My fave products were the pomegranete moisturizer and white tea cleansing gel. the moisturizer is really amazing underneath makeup. it is for combo skin....but still gets a little greasy by noon on a hot day. Definitely give it a try!


----------



## glam8babe (Jan 8, 2008)

*anybody used KORRES?*

So one of my new years resolutions is to start looking after my skin again and use good products.. ive already bought me Dermalogica pre cleanse [which is amazing!] but ive heard great things about KORRES and their products arent too expensive either which is great but have any of you used this brand?

im thinking of getting a cleanser from them if this helps...


----------



## Girl about town (Jan 8, 2008)

*Re: anybody used KORRES?*

Hiya korres is ok i used them for a while but the skincare was pretty average, can i recommend the most amazing cleanser evvvveeeer!!! Liz earle cleanse and polish. It gets amazing write ups almost everywhere (uk) you put it on your face rub it all in and then with the provided muslin cloth soaked in hot water ,buff it all off my skin is amazing since i've been using it, the toner and moisturiser are amazing too.I love this stuff so much .
Liz Earle Naturally Active Skincare [Welcome]


----------



## frocher (Jan 8, 2008)

*Re: anybody used KORRES?*

I thought Korres was nice, but not spectacular.  It is a good all around line, but nothing to write home about.


----------



## user79 (Feb 18, 2008)

omg I just bought the Jasmine shower gel and body milk....it smells soooo great! I love Jasmine scent, and this stuff makes me smell divine. The body milk is fairly light so I think it will be better in the summer. I want to try one of the body butters as well, but they don't have those in too many scents, I might try the Guava one.

The products is pretty expensive here in Switzerland though.


----------



## anaibb (Jun 1, 2008)

Hello everybody!
I'm also very curious about Korres though it is still not available in Portugal.
My ususal tinted moisturizer (from Clinique) has finished and I'm willing to change for something new and was wondering about Korres Watermelon Lightweight Tinted Moisturizer SPF 30 Oil Free. I've got a quite oily skin which has waken up to breakouts recently making me to change my beauty routine.
What your opinion on this? TIA!


----------



## Sparklevixen81 (Jun 5, 2008)

I have tried the wild rose 24-hour moisturizer as a sample from sephora. I think it is awesome and does not leave my face oily at all! I am wondering if spf6 means something different in greece than it does in the US? I am a little bit concerned about using that as a primary day moisturizer with such a low number.


----------



## athena123 (Jul 3, 2008)

Quote:

   Originally Posted by *Sparklevixen81* 

 
_I have tried the wild rose 24-hour moisturizer as a sample from sephora. I think it is awesome and does not leave my face oily at all! I am wondering if spf6 means something different in greece than it does in the US? I am a little bit concerned about using that as a primary day moisturizer with such a low number._

 
sparkle, spf rating is the same no matter the country. If you don't use a sunblock in addition to this moisturizer, I'd recommend you do so. SPF6 isn't enough to protect you.

* _Excerpted data_
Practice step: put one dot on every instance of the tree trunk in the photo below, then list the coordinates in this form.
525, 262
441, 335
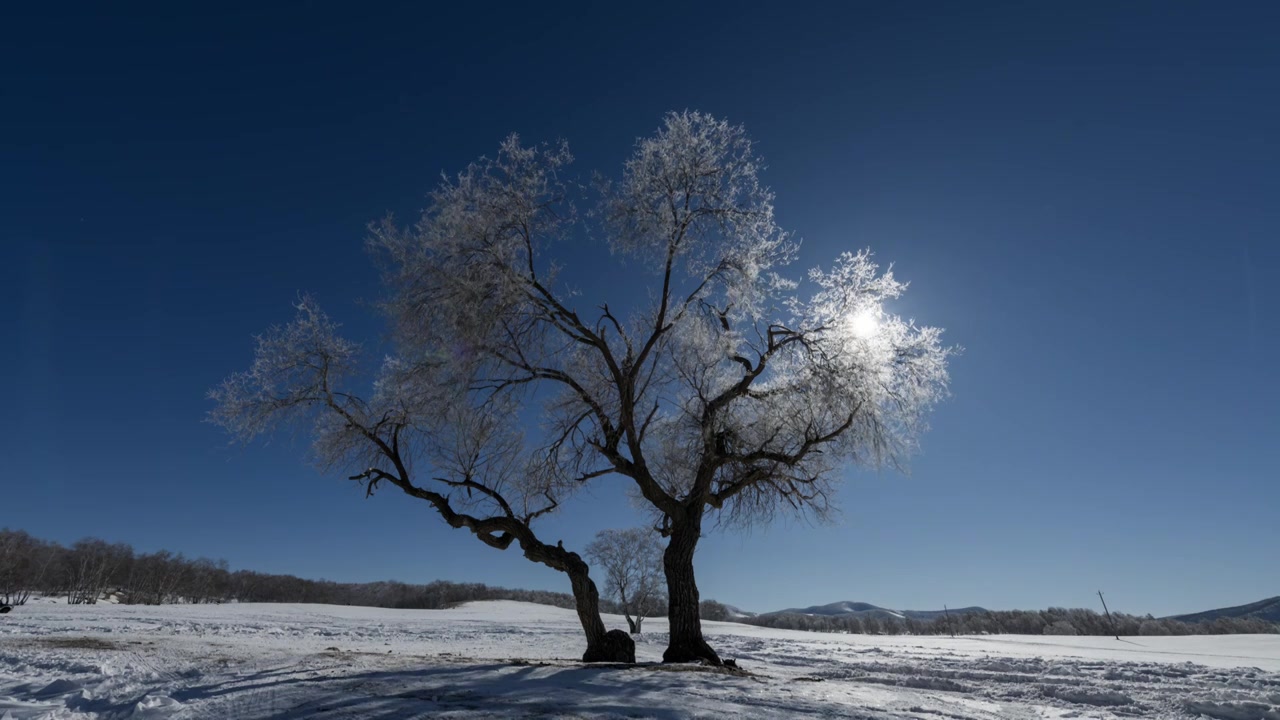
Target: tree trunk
612, 646
586, 600
686, 643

* _Required task 1_
Update the part of the Korres forum thread that opens with the words containing "My fave products" and closes with "if this helps...", putting "face wash" in place of "cleanser".
* _Required task 2_
Write what comes next in the Korres forum thread, picking up after its final sentence.

* _Task response 1_
My fave products were the pomegranete moisturizer and white tea cleansing gel. the moisturizer is really amazing underneath makeup. it is for combo skin....but still gets a little greasy by noon on a hot day. Definitely give it a try!


----------



## glam8babe (Jan 8, 2008)

*anybody used KORRES?*

So one of my new years resolutions is to start looking after my skin again and use good products.. ive already bought me Dermalogica pre cleanse [which is amazing!] but ive heard great things about KORRES and their products arent too expensive either which is great but have any of you used this brand?

im thinking of getting a face wash from them if this helps...

* _Task response 2_
For everyone else, I picked up a jar of Korres chestnut moisturizer at my local TJ Maxx for only 12 dollars. It's way too rich to use on my face, but I use it around my eye area and on the neck. It's very rich and creamy, seems to leave the areas I use it on very well hydrated. I saw some Korres hair product while I was there but didn't get it, grrr. Wish I would have now that I know how much I like this moisturizer. Not a bad line and I like the ingredients. It's too early to tell whether it's a WOW line, but the prices are certainly better than most; important now that the price of fuel is causing me to cut back in some areas.


----------



## Sparklevixen81 (Jul 3, 2008)

gracias for the info! I am actually trying out oil free moisturizers with spf in it, korres just doesn't have enough for me to warrant a purchase.

I am trying their pomegranate balancing moisturizer at night, so far I like it but would prefer more preventative measures. I will have to go to tjmaxx now that they have korres!



 Quote:

   Originally Posted by *athena123* 

 
_sparkle, spf rating is the same no matter the country. If you don't use a sunblock in addition to this moisturizer, I'd recommend you do so. SPF6 isn't enough to protect you.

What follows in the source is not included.